## Assignment
Records follow. Select each line holding "background".

## Data supplied
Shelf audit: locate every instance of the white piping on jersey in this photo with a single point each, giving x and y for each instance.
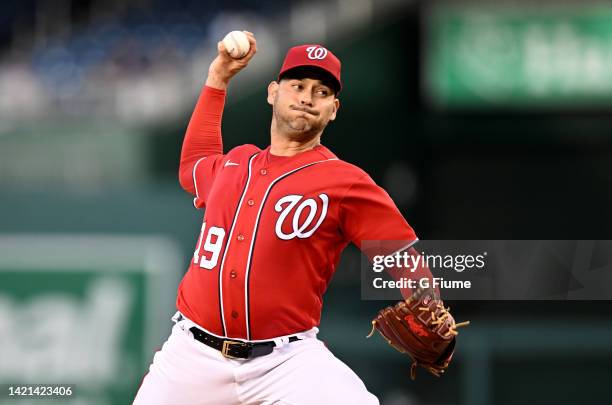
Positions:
(248, 268)
(307, 334)
(195, 185)
(408, 246)
(229, 240)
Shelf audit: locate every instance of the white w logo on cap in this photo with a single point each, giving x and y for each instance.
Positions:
(316, 52)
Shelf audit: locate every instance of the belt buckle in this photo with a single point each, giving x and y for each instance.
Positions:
(226, 346)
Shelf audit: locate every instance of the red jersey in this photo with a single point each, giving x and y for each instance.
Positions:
(272, 234)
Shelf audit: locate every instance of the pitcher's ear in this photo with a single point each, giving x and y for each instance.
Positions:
(336, 107)
(272, 89)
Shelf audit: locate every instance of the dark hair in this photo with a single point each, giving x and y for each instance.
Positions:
(312, 72)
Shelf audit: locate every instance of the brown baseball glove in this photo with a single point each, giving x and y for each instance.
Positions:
(422, 328)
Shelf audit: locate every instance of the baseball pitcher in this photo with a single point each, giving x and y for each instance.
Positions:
(275, 223)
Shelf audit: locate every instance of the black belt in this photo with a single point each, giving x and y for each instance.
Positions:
(235, 349)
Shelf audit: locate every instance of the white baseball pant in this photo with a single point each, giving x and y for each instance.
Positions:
(187, 372)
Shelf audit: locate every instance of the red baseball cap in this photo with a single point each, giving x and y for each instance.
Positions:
(312, 55)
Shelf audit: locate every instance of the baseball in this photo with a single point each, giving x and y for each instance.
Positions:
(237, 44)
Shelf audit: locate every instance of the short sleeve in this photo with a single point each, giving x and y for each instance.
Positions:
(367, 213)
(204, 173)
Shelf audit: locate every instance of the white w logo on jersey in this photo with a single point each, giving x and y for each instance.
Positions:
(299, 230)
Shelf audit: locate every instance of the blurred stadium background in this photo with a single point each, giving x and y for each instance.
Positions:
(483, 120)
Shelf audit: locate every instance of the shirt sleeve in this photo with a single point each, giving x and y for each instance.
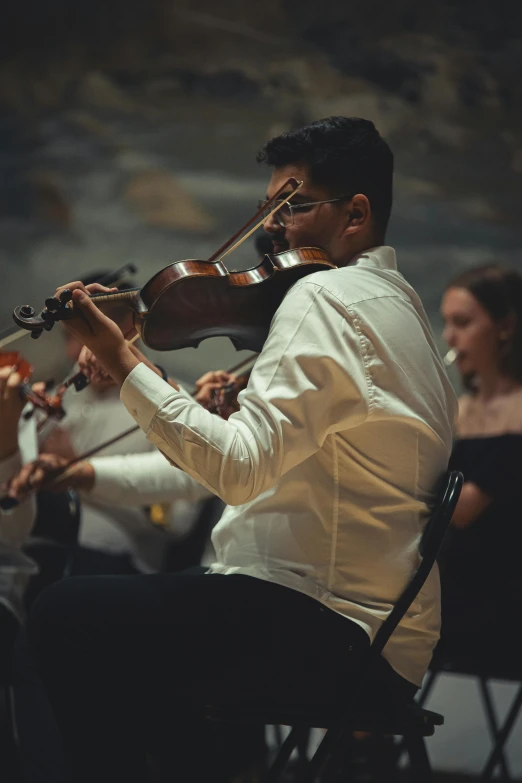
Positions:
(309, 381)
(16, 524)
(140, 479)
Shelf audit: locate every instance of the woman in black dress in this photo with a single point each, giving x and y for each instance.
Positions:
(481, 568)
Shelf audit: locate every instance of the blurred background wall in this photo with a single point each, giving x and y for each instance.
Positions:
(128, 133)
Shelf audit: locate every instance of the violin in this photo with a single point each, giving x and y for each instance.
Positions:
(51, 405)
(226, 395)
(189, 301)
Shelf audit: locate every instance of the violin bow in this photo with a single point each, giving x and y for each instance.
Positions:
(114, 278)
(7, 503)
(231, 244)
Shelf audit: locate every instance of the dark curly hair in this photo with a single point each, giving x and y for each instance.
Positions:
(347, 155)
(498, 289)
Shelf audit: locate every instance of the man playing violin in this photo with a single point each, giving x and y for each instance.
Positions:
(328, 468)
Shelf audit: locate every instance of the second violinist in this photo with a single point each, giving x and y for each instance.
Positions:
(329, 468)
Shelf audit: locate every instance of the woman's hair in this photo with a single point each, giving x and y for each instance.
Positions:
(498, 289)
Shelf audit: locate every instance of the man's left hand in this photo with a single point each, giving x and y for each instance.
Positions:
(101, 335)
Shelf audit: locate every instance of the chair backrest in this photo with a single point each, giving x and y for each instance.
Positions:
(429, 548)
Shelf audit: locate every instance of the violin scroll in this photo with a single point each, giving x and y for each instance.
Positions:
(54, 310)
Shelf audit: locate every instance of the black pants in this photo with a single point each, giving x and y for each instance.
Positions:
(130, 662)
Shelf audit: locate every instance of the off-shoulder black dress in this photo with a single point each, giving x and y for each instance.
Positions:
(481, 566)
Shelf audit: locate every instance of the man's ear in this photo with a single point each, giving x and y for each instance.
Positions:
(358, 214)
(507, 327)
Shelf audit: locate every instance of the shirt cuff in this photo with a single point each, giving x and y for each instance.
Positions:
(143, 392)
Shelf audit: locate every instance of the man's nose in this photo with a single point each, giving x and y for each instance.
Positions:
(449, 336)
(272, 225)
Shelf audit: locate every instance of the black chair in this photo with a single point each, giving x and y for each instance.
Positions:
(411, 721)
(53, 540)
(447, 661)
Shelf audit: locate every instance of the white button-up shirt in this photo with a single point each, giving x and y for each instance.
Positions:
(330, 465)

## Exercise response
Shelf audit: locate every instance of the blurred stadium background in this photo with a single point each, giving x and y for each instance.
Shelf audit: locate every instance of the blurred background wall in this photo with a single point each, giving x and y for each instance.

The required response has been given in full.